Work required: Starting at the top of the entries below, write out each line up to and including the one containing "[ ] a keypoint on each instance of the stone step". Leave the pictures out.

*** Source material ***

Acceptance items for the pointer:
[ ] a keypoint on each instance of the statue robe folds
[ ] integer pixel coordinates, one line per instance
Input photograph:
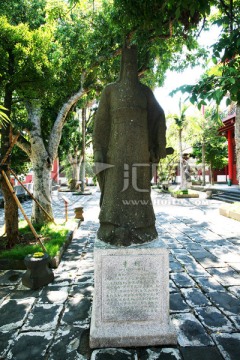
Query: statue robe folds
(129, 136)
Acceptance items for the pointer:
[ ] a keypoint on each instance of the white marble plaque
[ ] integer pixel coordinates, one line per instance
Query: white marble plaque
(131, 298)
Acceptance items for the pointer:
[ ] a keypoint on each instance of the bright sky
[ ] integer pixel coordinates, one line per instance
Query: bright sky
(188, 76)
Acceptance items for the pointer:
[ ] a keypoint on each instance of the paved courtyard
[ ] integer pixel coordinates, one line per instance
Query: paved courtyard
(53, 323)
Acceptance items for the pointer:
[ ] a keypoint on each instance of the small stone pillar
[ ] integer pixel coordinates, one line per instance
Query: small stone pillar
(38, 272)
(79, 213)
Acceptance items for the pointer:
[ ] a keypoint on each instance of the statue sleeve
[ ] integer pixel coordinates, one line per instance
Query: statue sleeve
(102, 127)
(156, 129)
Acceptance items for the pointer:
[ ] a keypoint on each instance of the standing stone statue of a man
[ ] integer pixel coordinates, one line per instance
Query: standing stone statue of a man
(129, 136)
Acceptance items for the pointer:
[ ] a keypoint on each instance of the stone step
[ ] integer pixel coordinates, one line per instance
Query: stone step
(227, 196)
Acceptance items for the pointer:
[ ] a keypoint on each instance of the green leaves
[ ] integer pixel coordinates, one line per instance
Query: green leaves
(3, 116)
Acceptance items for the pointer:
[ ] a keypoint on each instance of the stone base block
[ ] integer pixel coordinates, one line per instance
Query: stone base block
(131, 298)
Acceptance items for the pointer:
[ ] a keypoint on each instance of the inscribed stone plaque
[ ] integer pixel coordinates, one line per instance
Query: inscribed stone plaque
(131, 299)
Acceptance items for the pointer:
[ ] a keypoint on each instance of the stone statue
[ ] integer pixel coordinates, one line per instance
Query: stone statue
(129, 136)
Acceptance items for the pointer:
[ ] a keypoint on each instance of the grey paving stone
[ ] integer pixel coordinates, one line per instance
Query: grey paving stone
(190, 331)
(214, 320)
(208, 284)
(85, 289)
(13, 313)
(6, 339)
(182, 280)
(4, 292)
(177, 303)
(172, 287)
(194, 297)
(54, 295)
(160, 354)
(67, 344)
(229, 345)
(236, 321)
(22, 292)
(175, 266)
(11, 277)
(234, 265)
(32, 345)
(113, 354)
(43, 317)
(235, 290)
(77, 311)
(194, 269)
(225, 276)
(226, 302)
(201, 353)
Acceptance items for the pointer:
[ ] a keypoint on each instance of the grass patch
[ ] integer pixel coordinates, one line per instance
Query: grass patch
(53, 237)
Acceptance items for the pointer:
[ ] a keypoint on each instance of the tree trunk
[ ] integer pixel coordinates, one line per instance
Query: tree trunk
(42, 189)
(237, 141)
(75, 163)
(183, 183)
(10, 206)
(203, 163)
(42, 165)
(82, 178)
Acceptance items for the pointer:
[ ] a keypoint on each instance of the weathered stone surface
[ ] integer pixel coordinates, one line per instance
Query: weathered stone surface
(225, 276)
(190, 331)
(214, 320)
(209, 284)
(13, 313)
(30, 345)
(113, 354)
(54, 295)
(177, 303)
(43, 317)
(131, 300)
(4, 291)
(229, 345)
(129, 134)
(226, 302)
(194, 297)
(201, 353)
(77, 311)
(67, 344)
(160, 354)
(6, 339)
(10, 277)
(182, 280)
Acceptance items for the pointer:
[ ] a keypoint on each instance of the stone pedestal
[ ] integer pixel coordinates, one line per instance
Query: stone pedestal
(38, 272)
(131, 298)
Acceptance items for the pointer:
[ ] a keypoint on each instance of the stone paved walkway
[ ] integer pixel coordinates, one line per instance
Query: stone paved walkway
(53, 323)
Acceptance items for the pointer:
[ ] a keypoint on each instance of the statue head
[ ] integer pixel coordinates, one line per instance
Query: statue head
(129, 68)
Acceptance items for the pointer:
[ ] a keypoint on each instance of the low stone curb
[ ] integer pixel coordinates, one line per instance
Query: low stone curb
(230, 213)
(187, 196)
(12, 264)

*** End of Source material ***

Your solution:
Acceptance items for the pointer:
[ ] a keypoint on each instance of the statue robe folds
[ ] integer pixel coordinates, one line per instance
Input photograph:
Query: statue robe folds
(129, 136)
Acceptance items for the pointer:
[ ] a keypoint on each instance of the white marble plaque
[ ] integer pixel coordinates, one line per instance
Query: white marble plaque
(131, 298)
Acceptance items for the pointer:
[ ] a keypoint on each instance of the bright sky
[ ] integer pixel coordinates, one line per instance
Query: bright sky
(188, 76)
Acceptance items for the pointer:
[ ] a keypoint on each instance of the paved courtyard
[ ] integer pixel coordinates, one line per instance
Query: paved courtyard
(53, 323)
Acceptance items for the pointer:
[ ] a keypoint on each instance of the small stone pillar
[ ] integer pixel coordinates, one line per instance
Query: small stone pillar
(38, 272)
(79, 213)
Acceptance items for the pointer:
[ ] a keypoint on each instance of the statue sleeve
[ ] integer pixel coordinates, one line per instance
Query: statue sleeve
(102, 127)
(156, 129)
Acceptance items for the pointer:
[ ] a keypoint on each instance of the standing stone statue of a man
[ ] integer pixel coordinates, one line per instance
Query: standing stone statue of a man
(129, 136)
Acceptance items for the pointer:
[ ] a keypoint on each instance of the stone step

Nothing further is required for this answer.